DESCRIPTION OF THE TASK
Print the following material unchanged, starting at the line containing "Find the undergrowth;" and ending with the line containing "M 64 132 L 71", with both lines included.

[start of INPUT]

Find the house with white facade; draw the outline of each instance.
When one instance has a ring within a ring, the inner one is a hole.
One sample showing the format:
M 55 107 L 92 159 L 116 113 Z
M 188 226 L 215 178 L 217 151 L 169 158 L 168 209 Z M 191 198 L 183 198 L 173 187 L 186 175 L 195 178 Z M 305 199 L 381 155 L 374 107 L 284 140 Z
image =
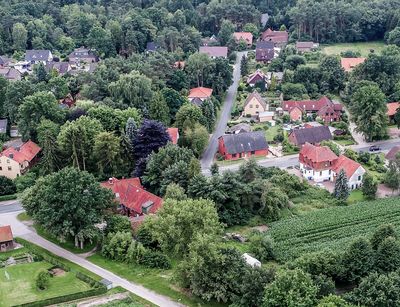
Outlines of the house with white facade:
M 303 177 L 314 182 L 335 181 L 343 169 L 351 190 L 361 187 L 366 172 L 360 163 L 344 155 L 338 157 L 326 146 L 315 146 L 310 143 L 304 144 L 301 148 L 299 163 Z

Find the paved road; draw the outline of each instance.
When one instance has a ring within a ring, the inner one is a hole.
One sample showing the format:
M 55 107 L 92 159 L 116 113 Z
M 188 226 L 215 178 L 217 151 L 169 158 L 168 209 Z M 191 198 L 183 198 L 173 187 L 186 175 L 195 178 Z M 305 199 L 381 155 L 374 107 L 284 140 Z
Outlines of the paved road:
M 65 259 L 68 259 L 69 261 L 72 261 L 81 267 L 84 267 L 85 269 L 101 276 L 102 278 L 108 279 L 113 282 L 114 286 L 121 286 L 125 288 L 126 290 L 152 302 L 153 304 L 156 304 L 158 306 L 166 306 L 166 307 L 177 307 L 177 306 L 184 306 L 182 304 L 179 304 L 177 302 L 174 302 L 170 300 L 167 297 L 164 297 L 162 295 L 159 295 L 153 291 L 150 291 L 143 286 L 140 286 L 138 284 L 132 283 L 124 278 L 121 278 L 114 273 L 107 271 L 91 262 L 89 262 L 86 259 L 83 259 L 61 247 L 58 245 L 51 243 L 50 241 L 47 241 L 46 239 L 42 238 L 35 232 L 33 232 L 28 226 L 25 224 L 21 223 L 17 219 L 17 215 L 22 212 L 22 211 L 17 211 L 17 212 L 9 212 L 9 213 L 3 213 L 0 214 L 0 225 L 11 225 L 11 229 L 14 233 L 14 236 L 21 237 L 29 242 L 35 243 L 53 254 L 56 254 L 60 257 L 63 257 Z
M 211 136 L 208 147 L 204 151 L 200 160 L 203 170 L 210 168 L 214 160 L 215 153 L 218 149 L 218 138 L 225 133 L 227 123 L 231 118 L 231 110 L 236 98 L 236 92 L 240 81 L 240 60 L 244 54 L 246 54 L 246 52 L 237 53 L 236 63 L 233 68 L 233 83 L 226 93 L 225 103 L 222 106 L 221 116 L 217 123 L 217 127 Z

[end of INPUT]
[start of INPUT]

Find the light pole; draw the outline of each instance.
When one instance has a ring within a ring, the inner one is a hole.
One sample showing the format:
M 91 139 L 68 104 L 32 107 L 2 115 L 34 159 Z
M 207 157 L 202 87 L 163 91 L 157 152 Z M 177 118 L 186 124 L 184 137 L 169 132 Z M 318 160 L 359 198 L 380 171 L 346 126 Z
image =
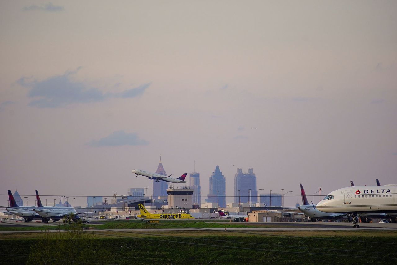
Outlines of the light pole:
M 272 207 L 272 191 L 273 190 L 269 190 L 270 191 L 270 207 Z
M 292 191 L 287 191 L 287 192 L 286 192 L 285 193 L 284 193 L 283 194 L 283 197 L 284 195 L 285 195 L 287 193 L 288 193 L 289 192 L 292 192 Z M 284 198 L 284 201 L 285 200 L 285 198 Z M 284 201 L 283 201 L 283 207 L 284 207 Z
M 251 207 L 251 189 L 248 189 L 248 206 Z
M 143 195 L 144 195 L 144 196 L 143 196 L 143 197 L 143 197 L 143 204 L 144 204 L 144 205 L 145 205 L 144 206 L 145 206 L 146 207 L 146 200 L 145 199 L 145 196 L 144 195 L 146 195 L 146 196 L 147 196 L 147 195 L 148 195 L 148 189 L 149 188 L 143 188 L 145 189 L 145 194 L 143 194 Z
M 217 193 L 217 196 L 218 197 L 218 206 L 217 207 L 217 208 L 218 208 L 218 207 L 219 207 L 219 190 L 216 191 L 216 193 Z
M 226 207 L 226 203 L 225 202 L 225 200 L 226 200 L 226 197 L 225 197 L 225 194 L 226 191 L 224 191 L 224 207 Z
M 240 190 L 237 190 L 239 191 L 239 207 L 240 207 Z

[end of INPUT]
[start of INPUT]

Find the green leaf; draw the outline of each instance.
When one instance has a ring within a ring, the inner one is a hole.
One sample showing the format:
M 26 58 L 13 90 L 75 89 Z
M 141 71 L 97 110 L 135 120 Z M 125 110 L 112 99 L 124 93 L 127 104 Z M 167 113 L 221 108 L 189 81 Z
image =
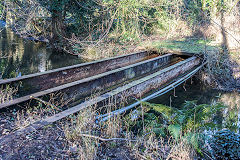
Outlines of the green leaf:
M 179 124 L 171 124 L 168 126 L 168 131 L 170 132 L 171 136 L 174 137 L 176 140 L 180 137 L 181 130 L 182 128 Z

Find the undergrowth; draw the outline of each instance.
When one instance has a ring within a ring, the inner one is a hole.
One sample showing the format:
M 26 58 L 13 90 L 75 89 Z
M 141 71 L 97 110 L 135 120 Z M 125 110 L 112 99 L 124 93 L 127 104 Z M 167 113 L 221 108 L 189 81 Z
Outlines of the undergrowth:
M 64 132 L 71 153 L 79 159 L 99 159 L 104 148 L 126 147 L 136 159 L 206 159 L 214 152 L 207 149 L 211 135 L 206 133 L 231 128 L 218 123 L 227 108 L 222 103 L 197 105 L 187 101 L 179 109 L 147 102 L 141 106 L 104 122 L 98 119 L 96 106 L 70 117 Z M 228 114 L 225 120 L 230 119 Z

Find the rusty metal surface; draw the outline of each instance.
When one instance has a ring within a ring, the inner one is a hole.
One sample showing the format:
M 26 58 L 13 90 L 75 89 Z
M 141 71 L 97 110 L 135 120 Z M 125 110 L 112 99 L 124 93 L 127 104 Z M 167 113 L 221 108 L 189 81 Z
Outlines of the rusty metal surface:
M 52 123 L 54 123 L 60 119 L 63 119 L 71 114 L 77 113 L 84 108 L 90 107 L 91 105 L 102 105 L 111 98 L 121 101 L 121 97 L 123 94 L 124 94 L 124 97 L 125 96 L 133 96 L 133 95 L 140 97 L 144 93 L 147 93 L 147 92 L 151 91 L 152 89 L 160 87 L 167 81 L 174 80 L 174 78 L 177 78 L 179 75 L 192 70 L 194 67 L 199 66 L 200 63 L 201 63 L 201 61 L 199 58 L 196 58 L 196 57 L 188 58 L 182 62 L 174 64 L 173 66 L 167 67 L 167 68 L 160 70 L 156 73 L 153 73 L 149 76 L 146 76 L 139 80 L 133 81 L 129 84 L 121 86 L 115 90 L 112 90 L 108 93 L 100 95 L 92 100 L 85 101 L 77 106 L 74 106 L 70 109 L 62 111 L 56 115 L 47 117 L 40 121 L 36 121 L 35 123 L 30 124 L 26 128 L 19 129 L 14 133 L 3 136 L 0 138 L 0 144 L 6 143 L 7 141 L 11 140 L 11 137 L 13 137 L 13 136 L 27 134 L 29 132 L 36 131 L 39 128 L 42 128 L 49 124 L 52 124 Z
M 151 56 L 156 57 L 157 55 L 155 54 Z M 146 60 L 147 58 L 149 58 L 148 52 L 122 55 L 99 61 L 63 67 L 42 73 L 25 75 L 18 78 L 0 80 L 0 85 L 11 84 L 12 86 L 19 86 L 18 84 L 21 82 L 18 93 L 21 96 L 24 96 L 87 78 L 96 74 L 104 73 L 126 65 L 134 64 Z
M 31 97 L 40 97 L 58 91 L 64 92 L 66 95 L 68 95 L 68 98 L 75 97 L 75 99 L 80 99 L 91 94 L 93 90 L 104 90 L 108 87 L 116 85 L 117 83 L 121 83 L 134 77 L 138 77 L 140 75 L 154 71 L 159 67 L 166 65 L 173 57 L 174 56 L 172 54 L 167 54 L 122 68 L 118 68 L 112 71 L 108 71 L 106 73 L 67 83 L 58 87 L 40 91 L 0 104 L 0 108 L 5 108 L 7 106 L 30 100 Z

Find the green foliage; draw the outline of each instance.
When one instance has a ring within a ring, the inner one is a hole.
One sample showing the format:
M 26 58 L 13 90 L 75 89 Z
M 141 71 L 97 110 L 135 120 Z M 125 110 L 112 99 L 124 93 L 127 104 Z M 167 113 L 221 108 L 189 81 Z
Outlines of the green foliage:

[end of INPUT]

SOLUTION FOR THIS PROBLEM
Find the undergrowth; draw the outline of each instance.
When one instance has a ring within a ring, the inner one is a hole.
One sample showing the format:
M 26 58 L 13 90 L 75 89 Z
M 141 71 L 97 110 L 135 120 Z M 125 110 L 112 99 L 124 93 L 127 104 Z M 167 113 L 221 108 L 189 81 Z
Outlines of the undergrowth:
M 64 132 L 71 153 L 79 159 L 99 159 L 104 148 L 126 147 L 136 159 L 206 159 L 214 152 L 207 149 L 211 135 L 206 133 L 231 128 L 218 123 L 227 108 L 222 103 L 197 105 L 187 101 L 179 109 L 147 102 L 141 106 L 104 122 L 98 119 L 96 106 L 70 117 Z M 228 114 L 225 120 L 230 119 Z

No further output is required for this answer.